◆ Problem requirements:
A faithful copy of the entries, without any pictures, is what is needed here.

----- Supplied material

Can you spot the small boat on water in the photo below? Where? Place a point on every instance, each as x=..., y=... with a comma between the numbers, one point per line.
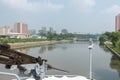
x=39, y=70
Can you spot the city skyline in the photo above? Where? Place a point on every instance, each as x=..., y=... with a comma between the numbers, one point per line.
x=85, y=16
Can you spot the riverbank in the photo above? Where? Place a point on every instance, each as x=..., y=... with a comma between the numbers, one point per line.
x=113, y=51
x=32, y=44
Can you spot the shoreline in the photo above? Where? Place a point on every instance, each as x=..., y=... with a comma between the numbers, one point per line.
x=32, y=44
x=113, y=51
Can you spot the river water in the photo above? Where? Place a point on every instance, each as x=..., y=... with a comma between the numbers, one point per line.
x=74, y=57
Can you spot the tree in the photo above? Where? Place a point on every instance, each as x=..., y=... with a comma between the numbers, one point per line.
x=115, y=36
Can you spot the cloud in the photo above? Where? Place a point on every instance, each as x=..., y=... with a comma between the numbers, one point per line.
x=114, y=9
x=83, y=4
x=32, y=5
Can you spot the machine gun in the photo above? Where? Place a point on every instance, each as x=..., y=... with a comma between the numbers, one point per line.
x=11, y=57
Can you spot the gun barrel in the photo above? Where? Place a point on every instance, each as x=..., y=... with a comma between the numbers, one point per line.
x=50, y=67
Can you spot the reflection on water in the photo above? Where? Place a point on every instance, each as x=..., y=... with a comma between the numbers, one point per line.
x=74, y=57
x=115, y=64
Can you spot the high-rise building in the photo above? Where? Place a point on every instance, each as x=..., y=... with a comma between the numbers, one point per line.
x=43, y=31
x=21, y=28
x=117, y=23
x=4, y=30
x=32, y=31
x=64, y=31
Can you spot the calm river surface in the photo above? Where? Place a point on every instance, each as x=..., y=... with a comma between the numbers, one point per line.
x=74, y=57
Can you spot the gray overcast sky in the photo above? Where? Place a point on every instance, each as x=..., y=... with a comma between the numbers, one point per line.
x=85, y=16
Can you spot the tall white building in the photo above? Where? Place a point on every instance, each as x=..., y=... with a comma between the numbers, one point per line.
x=21, y=28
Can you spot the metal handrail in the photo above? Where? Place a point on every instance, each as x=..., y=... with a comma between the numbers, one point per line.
x=10, y=74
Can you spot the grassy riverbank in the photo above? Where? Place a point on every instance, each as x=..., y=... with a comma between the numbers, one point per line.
x=116, y=49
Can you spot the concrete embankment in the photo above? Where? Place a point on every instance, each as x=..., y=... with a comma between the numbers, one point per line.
x=113, y=51
x=31, y=44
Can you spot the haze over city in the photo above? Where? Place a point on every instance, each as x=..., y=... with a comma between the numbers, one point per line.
x=85, y=16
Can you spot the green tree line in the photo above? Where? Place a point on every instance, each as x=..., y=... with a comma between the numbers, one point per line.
x=114, y=38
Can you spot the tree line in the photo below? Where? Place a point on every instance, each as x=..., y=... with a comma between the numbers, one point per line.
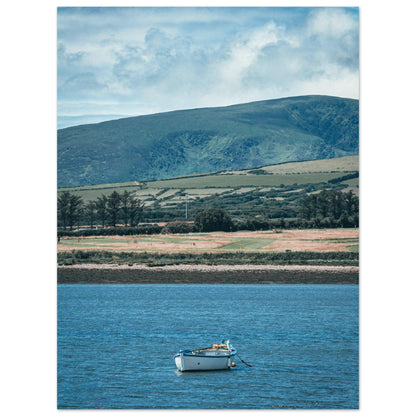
x=331, y=207
x=326, y=209
x=107, y=210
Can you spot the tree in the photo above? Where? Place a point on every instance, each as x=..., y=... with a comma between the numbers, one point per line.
x=125, y=208
x=74, y=209
x=213, y=219
x=91, y=211
x=113, y=207
x=63, y=208
x=135, y=210
x=101, y=205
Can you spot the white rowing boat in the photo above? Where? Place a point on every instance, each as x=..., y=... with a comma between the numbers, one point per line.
x=217, y=357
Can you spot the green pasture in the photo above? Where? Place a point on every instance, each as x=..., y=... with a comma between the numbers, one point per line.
x=237, y=181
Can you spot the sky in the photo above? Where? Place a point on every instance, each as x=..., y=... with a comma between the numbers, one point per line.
x=119, y=62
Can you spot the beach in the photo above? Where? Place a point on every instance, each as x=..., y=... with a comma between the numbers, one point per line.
x=206, y=274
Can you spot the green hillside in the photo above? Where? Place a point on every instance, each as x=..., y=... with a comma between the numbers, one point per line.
x=272, y=191
x=208, y=140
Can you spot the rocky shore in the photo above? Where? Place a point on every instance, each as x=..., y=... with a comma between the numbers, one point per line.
x=200, y=273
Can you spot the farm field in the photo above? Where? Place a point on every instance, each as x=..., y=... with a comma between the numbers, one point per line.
x=326, y=240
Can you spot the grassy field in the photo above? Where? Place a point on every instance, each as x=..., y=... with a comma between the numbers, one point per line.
x=286, y=179
x=336, y=240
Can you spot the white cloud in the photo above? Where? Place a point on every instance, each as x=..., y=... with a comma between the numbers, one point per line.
x=138, y=61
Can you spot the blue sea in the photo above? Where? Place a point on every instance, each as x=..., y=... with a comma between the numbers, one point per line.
x=116, y=343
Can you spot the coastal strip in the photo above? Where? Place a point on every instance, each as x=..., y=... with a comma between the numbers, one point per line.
x=206, y=274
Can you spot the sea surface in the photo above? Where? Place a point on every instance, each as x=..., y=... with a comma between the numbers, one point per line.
x=116, y=343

----------

◆ Reply to the exercise:
Can you spot the small boat on water in the photo below? Where? Place a point on every instance, each as x=..., y=... with a comma between the numbers, one point per line.
x=39, y=70
Can you spot the city skyline in the photo above? Where? Place a point on every instance, each as x=..., y=... with a comma between the numbers, one point per line.
x=85, y=16
Can you spot the riverbank in the photo above? Where? Place a point on every instance, each as x=..., y=... with a comma between the numbers, one point per line.
x=113, y=51
x=32, y=44
Can you spot the shoreline in the photo above? Where? Place a point on every instance, each as x=..., y=... with a comma between the numbers, one point per line.
x=32, y=44
x=113, y=51
Can you spot the river water in the photo above? Where? Place a point on every instance, each as x=..., y=... with a comma between the numbers, one point per line.
x=74, y=57
Can you spot the tree in the photo above? Where? Place a point on every instance, each as x=..., y=... with a comma between the numbers, one point per line.
x=115, y=36
Can you spot the cloud in the photo above? Where? Place a point on every instance, each as x=..., y=... with a comma between the numbers, one point per line.
x=114, y=9
x=83, y=4
x=32, y=5
Can you spot the machine gun in the photo above? Where? Place a point on every instance, each as x=..., y=... with a comma between the numbers, one point per line.
x=11, y=57
Can you spot the gun barrel in the photo above? Where? Place a point on every instance, each as x=..., y=... with a comma between the numbers, one point per line.
x=50, y=67
Can you spot the reflection on water in the photo above? Where? Place a point on every instance, each as x=..., y=... with a comma between the numbers, one point per line.
x=74, y=57
x=115, y=64
Can you spot the high-rise building in the photo above? Where? Place a point on every instance, each as x=..., y=... with a comma between the numbers, one point per line.
x=43, y=31
x=21, y=28
x=117, y=23
x=4, y=30
x=32, y=31
x=64, y=31
Can you spot the calm river surface in the photo above? Where? Place a point on every instance, each as x=..., y=... with a comma between the numbers, one point per line.
x=74, y=57
Can you spot the gray overcast sky in the photo above? Where? Place a point on every instance, each as x=..., y=... with a comma between the numbers, one point per line.
x=85, y=16
Can you spot the tall white building in the photo above? Where? Place a point on every instance, each as x=..., y=... with a comma between the numbers, one point per line.
x=21, y=28
Can you spot the metal handrail in the photo above? Where? Place a point on every instance, each as x=..., y=... with a comma between the numbers, one point per line.
x=10, y=74
Can you spot the grassy riverbank in the photo above? Where? Place a point on every instance, each as x=..., y=... with a comma between the numbers, one point per line.
x=116, y=49
Can you spot the concrete embankment in the photo above? Where? Place a point on every instance, each as x=..., y=... with a comma between the numbers, one point per line.
x=113, y=51
x=31, y=44
Can you spot the haze over city in the photo above? Where? Place a point on every instance, each as x=..., y=... with a comma between the numbers, one point per line.
x=85, y=16
Can you spot the green tree line in the photo above? Where? Place a point on every instance, each as x=..., y=... with a comma between the numbers, one point per line.
x=114, y=38
Can you spot the tree line in the photo below? Where? Place a point on every instance, each as x=..., y=... with a comma between the numbers, one point per line.
x=331, y=207
x=326, y=209
x=107, y=210
Can you spot the tree in the photo above? Where? Place a point on every instance, each as x=..., y=... with a comma between the numbers, one point per line.
x=125, y=208
x=74, y=209
x=213, y=219
x=91, y=211
x=113, y=207
x=63, y=208
x=135, y=210
x=101, y=205
Can you spot the white rowing boat in the photo above? Where? Place a point on every instance, each as x=..., y=... with a comma between the numbers, one point per line.
x=217, y=357
Can you spot the green pasture in the photo above? Where? Place a point on every instance, each as x=..., y=... with a comma between the numbers, one point per line.
x=237, y=181
Can you spot the sky in the photo above? Where? Place a point on every instance, each as x=..., y=... with a comma between the numbers, one point per line.
x=119, y=62
Can you spot the beach in the photo above? Where? Place a point on every instance, each as x=..., y=... with a comma between the numbers, one point per line.
x=206, y=274
Can you spot the green hillside in the photo above? Where? Place a point on every instance, each as x=..., y=... with a comma between the numbers, one point per line.
x=272, y=191
x=208, y=140
Can you spot the rocky shore in the photo above? Where? Place a point on every instance, each as x=..., y=... with a comma between the numbers, one point per line.
x=200, y=273
Can you spot the farm field in the photo above? Where? Place a point on every instance, each as x=..., y=... with a comma between the numbers, one point per line.
x=326, y=240
Can you spot the grassy field in the photo above? Where? Place a point on every instance, each as x=..., y=... with a comma between the numbers, one point per line.
x=286, y=179
x=336, y=240
Can you spot the white cloud in the photo above? Where? Place a point on every instance, each as x=..., y=... with a comma between the numbers, one point per line.
x=138, y=61
Can you spot the blue sea in the photo above? Where? Place a point on every instance, each as x=..., y=... with a comma between the numbers, one point per line.
x=116, y=343
Can you spot the coastal strip in the photo above? Where? Place a point on every instance, each as x=..., y=... with a comma between the numbers, one point per line.
x=206, y=274
Can you spot the sea surface in the photo above? Where? Place a point on every instance, each as x=..., y=... with a comma between the numbers, one point per line.
x=116, y=343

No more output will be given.